─── STORED ROWS ───

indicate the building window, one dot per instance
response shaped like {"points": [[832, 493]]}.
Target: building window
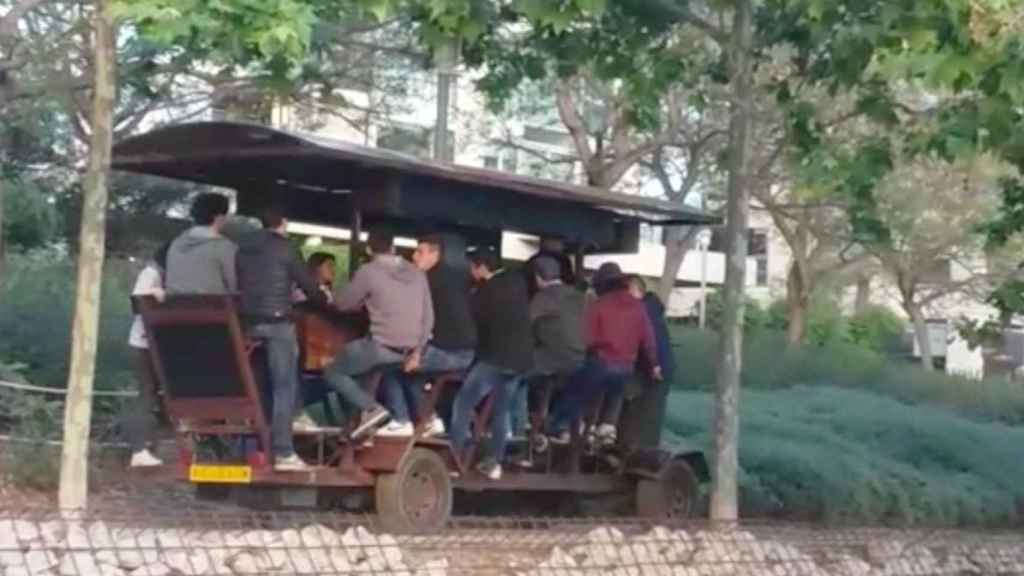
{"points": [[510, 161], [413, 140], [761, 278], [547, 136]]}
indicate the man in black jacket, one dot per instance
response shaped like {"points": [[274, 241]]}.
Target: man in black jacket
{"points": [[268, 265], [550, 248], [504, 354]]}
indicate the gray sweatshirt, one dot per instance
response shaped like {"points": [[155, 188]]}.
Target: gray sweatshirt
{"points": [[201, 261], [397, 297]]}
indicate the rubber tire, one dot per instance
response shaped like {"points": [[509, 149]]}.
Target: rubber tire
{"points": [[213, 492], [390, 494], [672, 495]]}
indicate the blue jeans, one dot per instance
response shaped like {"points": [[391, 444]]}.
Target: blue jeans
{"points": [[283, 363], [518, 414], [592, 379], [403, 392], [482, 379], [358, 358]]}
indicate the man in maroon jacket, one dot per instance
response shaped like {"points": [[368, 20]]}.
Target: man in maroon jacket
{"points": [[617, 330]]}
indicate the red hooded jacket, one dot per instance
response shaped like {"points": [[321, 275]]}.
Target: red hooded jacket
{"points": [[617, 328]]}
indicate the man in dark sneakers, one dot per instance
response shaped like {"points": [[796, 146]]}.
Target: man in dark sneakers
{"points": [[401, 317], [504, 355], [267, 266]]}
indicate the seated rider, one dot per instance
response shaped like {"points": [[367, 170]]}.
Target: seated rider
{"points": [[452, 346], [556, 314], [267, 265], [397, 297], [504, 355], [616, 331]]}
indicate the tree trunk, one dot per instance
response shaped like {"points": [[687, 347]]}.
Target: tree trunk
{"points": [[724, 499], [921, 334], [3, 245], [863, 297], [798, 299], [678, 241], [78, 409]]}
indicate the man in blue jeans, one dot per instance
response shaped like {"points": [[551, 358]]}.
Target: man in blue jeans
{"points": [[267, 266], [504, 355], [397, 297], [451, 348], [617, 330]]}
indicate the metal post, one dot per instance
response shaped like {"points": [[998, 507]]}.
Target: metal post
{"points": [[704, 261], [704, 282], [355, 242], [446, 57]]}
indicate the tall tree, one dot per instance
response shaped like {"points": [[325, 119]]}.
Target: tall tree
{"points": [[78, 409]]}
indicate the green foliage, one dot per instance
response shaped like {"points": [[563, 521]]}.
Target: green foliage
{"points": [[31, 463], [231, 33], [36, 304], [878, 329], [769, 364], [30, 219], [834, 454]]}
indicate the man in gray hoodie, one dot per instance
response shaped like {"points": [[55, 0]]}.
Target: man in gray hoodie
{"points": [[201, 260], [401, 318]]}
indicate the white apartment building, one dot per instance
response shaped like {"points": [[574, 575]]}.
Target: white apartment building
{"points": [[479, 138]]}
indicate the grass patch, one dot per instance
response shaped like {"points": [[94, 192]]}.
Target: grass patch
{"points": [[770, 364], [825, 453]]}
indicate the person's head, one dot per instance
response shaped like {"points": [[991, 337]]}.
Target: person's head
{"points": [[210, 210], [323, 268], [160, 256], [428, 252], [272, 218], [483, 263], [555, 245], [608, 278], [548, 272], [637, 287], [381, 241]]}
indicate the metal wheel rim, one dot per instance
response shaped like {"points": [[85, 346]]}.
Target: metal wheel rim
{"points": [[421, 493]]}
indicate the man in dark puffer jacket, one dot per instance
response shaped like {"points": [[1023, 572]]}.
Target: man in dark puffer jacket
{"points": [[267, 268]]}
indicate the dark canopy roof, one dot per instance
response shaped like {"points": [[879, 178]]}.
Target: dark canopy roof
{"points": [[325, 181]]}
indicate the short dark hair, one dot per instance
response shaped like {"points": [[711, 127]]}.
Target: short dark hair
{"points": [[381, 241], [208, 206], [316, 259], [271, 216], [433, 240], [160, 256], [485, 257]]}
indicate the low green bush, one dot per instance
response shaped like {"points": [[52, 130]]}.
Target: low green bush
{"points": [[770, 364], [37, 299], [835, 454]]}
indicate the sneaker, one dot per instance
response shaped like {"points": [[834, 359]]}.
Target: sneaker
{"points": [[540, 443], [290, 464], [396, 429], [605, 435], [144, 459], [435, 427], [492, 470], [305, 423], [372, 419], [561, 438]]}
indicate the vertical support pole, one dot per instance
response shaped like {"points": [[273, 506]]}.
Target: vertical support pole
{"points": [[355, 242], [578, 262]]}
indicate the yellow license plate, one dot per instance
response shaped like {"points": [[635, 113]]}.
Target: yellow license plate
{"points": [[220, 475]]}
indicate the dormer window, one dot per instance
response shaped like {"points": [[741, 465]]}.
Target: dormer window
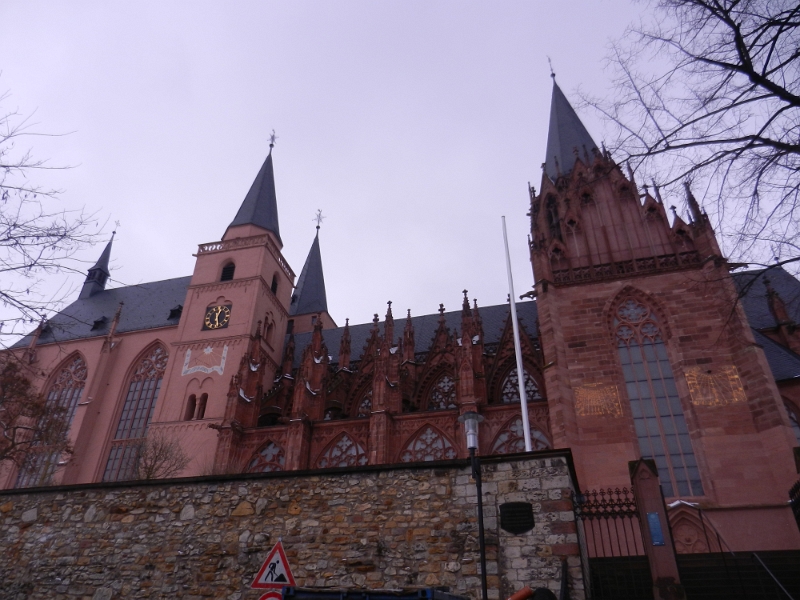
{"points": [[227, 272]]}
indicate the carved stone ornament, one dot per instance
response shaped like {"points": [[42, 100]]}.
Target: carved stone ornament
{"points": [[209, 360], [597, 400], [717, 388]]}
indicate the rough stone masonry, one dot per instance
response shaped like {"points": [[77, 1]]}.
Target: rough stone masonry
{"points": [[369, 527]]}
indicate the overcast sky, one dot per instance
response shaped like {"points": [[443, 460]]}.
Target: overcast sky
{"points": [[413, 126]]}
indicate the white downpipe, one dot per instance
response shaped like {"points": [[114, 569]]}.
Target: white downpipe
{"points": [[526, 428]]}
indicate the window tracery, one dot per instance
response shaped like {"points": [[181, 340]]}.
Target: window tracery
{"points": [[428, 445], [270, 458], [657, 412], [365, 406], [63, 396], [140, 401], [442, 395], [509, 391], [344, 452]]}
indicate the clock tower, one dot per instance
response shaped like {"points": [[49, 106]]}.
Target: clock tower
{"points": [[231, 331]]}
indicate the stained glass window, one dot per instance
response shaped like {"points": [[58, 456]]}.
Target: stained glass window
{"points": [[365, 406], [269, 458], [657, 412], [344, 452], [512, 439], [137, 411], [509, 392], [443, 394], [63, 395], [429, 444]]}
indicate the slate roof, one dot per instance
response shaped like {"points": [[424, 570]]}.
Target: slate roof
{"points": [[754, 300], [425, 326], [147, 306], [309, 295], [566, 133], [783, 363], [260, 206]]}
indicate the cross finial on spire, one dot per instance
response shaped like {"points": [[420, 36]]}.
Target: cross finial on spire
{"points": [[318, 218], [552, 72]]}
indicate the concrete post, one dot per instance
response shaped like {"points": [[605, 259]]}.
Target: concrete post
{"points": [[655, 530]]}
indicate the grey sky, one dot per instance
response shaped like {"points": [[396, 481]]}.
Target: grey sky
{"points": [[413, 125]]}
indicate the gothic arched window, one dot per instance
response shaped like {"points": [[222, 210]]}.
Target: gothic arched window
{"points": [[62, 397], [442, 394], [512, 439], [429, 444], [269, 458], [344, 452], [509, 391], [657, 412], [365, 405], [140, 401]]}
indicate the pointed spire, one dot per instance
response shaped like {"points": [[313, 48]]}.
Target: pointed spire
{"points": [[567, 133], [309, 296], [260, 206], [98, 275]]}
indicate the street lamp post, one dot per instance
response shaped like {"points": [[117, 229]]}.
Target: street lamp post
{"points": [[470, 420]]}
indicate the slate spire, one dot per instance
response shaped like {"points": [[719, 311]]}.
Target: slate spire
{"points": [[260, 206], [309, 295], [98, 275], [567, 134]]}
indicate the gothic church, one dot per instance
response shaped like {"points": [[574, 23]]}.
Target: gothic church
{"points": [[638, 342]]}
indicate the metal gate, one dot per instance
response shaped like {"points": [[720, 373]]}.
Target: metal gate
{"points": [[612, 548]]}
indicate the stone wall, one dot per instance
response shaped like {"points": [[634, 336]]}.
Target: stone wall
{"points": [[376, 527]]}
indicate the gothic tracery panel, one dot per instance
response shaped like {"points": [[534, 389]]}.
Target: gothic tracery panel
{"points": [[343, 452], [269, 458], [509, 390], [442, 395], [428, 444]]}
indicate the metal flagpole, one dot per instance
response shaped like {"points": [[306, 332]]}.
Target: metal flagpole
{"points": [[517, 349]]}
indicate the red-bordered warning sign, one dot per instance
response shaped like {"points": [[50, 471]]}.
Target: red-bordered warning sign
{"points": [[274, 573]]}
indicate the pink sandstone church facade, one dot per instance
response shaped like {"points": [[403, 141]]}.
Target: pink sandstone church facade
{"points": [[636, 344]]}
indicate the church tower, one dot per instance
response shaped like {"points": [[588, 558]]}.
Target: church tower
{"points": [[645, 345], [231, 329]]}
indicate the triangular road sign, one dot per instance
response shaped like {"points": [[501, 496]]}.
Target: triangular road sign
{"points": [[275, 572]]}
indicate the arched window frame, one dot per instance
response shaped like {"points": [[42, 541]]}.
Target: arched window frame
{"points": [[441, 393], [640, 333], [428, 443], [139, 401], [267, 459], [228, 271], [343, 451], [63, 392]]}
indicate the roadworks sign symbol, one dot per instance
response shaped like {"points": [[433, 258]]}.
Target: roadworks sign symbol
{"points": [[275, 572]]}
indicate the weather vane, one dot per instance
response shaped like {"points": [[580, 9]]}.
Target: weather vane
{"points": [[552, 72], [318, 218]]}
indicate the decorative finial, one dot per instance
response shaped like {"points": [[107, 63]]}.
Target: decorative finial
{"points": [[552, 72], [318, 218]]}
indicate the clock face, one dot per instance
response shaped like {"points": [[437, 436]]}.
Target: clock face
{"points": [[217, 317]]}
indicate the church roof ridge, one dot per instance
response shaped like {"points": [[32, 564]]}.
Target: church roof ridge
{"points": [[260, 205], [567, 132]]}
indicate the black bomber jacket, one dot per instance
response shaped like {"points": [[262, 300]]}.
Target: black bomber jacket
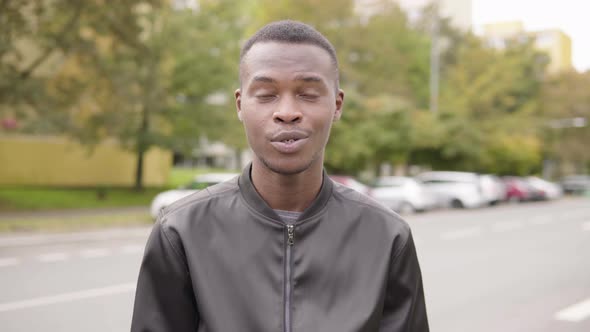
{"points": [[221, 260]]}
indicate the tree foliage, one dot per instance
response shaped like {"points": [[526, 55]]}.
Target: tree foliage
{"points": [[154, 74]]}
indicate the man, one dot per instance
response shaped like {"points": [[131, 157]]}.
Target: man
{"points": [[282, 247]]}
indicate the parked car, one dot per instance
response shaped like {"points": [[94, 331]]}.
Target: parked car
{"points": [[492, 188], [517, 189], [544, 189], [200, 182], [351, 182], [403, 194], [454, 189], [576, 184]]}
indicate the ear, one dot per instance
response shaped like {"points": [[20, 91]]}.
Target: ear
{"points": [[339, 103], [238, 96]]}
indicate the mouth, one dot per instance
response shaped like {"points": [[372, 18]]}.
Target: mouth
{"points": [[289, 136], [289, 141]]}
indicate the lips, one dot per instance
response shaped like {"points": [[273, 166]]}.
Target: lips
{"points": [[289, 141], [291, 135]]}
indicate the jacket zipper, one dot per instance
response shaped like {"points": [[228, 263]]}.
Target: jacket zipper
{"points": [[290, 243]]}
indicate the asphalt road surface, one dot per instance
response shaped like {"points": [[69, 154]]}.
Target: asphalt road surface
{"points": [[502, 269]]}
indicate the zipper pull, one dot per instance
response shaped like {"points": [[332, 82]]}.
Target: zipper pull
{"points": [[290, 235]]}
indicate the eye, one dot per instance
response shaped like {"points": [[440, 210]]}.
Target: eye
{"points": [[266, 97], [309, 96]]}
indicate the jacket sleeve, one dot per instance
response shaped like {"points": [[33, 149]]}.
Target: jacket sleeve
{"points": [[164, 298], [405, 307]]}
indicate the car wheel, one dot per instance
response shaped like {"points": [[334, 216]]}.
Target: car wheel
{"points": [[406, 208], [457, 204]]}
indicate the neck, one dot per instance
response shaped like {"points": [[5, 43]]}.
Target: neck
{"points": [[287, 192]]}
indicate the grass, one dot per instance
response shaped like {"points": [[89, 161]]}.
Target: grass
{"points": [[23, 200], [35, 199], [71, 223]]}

───

# WHAT THE TASK REQUIRES:
Write out once more the lines above beginning at the line with "indicate the parked car, one dot per instance"; continue through the final line and stop there.

# RESPONSE FOR THIS EXERCISE:
indicate the parked car, one dot per instance
response shaped like {"points": [[94, 331]]}.
Target: parked car
{"points": [[492, 188], [517, 189], [544, 189], [200, 182], [351, 182], [403, 194], [454, 189], [576, 184]]}
indicate the ear, one dot per instance
response shaped like {"points": [[20, 91]]}.
Target: ear
{"points": [[339, 103], [238, 96]]}
indicate the mouth, one dot per instance
response shaped like {"points": [[372, 18]]}.
Target: mouth
{"points": [[289, 136], [289, 141]]}
indicate the lips, one dot per instance
response shaped like {"points": [[273, 166]]}.
Target: lips
{"points": [[289, 141], [291, 135]]}
indicate the jacket zipper, one dot per instance
response shaped like {"points": [[228, 263]]}.
Target: jacket zipper
{"points": [[290, 243]]}
indicate the asphalt road surface, one dot per instance
response shaped like {"points": [[69, 154]]}.
Target: asphalt road surface
{"points": [[502, 269]]}
indicate the zipper pull, one dot per instance
response shaped like {"points": [[332, 82]]}.
Target: zipper pull
{"points": [[290, 235]]}
indicate the eye, one dot per instance
response shaped like {"points": [[440, 210]]}.
Target: eye
{"points": [[266, 97], [309, 96]]}
indicate the jacket sleeve, one dot per instance
response shaped like {"points": [[33, 149]]}.
Target: jacket sleeve
{"points": [[164, 298], [405, 307]]}
indicate the car wheel, one dot per instance
response shaped like {"points": [[334, 216]]}.
Target: car wheel
{"points": [[406, 208], [457, 204]]}
indicate the neck, one dot per instance
response shaped like {"points": [[5, 43]]}.
Target: neck
{"points": [[287, 192]]}
indicate the grass, one dot per instance
response shaped like {"points": [[89, 161]]}.
Target: grass
{"points": [[23, 200], [35, 199], [71, 223]]}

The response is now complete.